Sí. Un día de estos le voy a devolver los golpes.
¡No! Mañana le obsequiarás uno de estos merengues. Nadie, ni los perros, atacan al que da.
Al tercer merengue éramos amigos de caras embadurnadas, dulces. Otros niños empezaron a regalarle bolitas, botones, frutas. Pedro Guardiola, huérfano y sin hermano, dejó de pelear y empezó a sonreír.
No pidas, "aguántate". Yo siempre he dado.
Siendo como era, fuerte, trabajadora, resuelta, se inclinaba ante los débiles.
Tuve que comerme una docena de plátanos por haberle pedido uno al hijo del vecino.
No te acuestes en cama ajena porque extrañarás la propia.
Hasta aquí y paso largo el medio siglo, he cumplido con esta norma y he dormido sin conocer el insomnio.
Cuando quieras llorar hazlo a solas: el dolor del humano, cuando es auténtico, es íntimo.
Posiciones estéticas
Diálogo del 30 de agosto de 1975.
Esos jacintos, hijo, son viejos amigos míos que todos los años vienen a visitarme y traen el mismo olor suave de mi niñez.
¿Qué ve en ellos?
Mis cambios, los agostos cumpleañeros de mis ayeres siempre me encontraron cerrada en mí hasta que tú naciste.
¿Y ahora, madre?
Sueño por otros: hijos, nietos, vecinos, desconocidos.
¿Qué sueña?
Jacintos para un mundo simple, tierno, en el que los humanos tengan deseos de ver y oler flores, pájaros, niños, árboles y estrellas. ¡Mira, las gotas de agua cuelgan de las hojas del limonero! Ese gorrión calmará su sed con espejitos redondos.
Agonía y muerte
La mañana del once de junio de 1976, último, fui a verla a su casa del Paradero 11 de la Gran Avenida. Después de serle extirpada la hernia abdominal comía menos y ya no era la misma Rosa de siempre. Había nacido 4 meses antes de este siglo y sentía la muerte de Eliseo, su último esposo.

===============

- [OBJETIVOS]
a. Transcribe del pasaje seleccionado el tramo que va desde "No te acuestes" hasta "agosto de 1975.".
b. Según el pasaje seleccionado, ¿qué empezaron a regalarle otros niños a Pedro Guardiola?

===============

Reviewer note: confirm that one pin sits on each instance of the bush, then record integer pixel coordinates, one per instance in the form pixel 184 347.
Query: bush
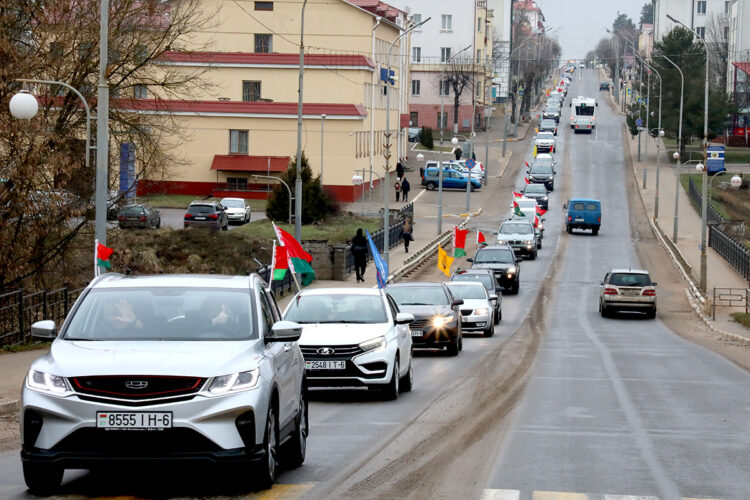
pixel 427 140
pixel 316 204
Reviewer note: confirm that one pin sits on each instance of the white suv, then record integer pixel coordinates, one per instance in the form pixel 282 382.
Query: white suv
pixel 167 368
pixel 354 337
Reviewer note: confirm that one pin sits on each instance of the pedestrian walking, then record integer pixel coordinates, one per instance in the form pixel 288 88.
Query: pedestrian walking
pixel 405 188
pixel 359 250
pixel 406 234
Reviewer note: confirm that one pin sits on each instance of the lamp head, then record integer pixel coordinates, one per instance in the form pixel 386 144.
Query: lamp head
pixel 23 105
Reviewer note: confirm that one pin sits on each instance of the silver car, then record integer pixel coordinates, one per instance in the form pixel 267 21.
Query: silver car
pixel 627 290
pixel 167 368
pixel 354 338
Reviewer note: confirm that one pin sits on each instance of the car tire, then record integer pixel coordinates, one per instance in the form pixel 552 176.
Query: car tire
pixel 42 479
pixel 297 445
pixel 407 381
pixel 391 390
pixel 268 466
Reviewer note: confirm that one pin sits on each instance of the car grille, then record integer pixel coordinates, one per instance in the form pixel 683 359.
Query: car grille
pixel 137 387
pixel 336 351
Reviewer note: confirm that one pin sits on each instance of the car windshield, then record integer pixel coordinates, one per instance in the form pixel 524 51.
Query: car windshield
pixel 337 308
pixel 484 279
pixel 468 291
pixel 159 314
pixel 418 295
pixel 495 255
pixel 514 228
pixel 629 279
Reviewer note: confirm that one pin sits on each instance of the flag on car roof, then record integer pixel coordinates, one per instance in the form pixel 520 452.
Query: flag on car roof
pixel 444 261
pixel 279 262
pixel 459 241
pixel 300 262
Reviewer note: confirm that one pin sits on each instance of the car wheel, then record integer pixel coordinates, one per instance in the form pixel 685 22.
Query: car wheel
pixel 391 390
pixel 297 446
pixel 269 464
pixel 42 479
pixel 407 382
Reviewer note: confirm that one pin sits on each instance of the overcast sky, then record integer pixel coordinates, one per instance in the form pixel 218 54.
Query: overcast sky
pixel 582 22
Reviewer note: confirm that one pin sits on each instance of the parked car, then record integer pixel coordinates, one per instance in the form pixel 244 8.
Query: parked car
pixel 502 261
pixel 210 214
pixel 237 210
pixel 354 337
pixel 166 369
pixel 476 311
pixel 627 290
pixel 583 213
pixel 452 179
pixel 140 216
pixel 487 278
pixel 437 318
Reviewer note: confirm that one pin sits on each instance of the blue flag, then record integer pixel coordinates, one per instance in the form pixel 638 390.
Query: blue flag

===============

- [RESULTADOS]
a.
No te acuestes en cama ajena porque extrañarás la propia.
Hasta aquí y paso largo el medio siglo, he cumplido con esta norma y he dormido sin conocer el insomnio.
Cuando quieras llorar hazlo a solas: el dolor del humano, cuando es auténtico, es íntimo.
Posiciones estéticas
Diálogo del 30 de agosto de 1975.

b. Bolitas, botones y frutas.